(Aim):
Output every line below exactly.

(Material):

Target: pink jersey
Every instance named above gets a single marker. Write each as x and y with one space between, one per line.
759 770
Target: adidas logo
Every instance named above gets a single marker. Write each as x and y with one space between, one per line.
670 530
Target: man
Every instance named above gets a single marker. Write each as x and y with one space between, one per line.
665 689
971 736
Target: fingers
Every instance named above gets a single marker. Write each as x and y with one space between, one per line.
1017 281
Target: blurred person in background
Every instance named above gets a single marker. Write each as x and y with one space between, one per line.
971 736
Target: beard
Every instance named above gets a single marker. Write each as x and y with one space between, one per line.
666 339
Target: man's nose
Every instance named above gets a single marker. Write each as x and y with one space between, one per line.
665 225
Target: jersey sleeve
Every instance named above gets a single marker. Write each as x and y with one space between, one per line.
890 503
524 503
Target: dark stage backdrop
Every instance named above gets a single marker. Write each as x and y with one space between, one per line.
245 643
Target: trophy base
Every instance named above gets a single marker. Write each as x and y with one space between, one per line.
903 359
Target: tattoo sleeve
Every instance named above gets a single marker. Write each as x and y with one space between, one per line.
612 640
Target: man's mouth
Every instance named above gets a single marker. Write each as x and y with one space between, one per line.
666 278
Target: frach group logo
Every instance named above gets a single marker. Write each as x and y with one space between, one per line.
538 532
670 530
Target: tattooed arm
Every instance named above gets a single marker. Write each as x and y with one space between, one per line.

(Finished exercise):
Target: pink jersey
Every instance named above gets a single marker. Write each as x and y with one space between, one per line.
759 770
Target: adidas logo
Every instance named above gets a single marker. Write each as x and y with one space between, one per line.
670 530
Target: man
Every instance named above gets a single marker. Write each as x and y with one space between, one per line.
665 689
971 736
Target: fingers
Every instance named above gets a single marker. Write each as x and y with one space between, one per line.
1017 281
Target: blurred person in background
Every instance named above gets a single marker. Write each as x and y with one space between, one per line.
971 736
Target: beard
Every instance named above gets a single marker. Write each as x and y with one space between, one per line.
666 339
Target: man's nose
Every instance named above gets a single marker. Write each as x and y with one space between, one per line.
665 225
Target: jersey sleeve
Every instance named above gets a single marker. Write each as x and y with one space between, one per line.
890 503
524 503
Target: dark stage backdrop
Every instance named above gets a single marker. Write each as x and y with one space between, one per line.
245 643
Target: trophy base
Every instance named above gets a single marker. Write each as x and y with one space between, one per line.
903 359
Target: tattoo sleeve
Every instance named above gets a single marker. Write each as x and y with one space between, one per line.
612 640
Target: man's mouth
Every instance named above gets a single marker. Write each as x and y with one space between, one per line.
666 278
Target: frach group logo
Every instance named above gets a single marker. Write each as x and y with one space between, one per line.
538 532
670 530
Target: tattooed arm
Every instance named above gets a single marker. Write each as x and y with one space between, one per line.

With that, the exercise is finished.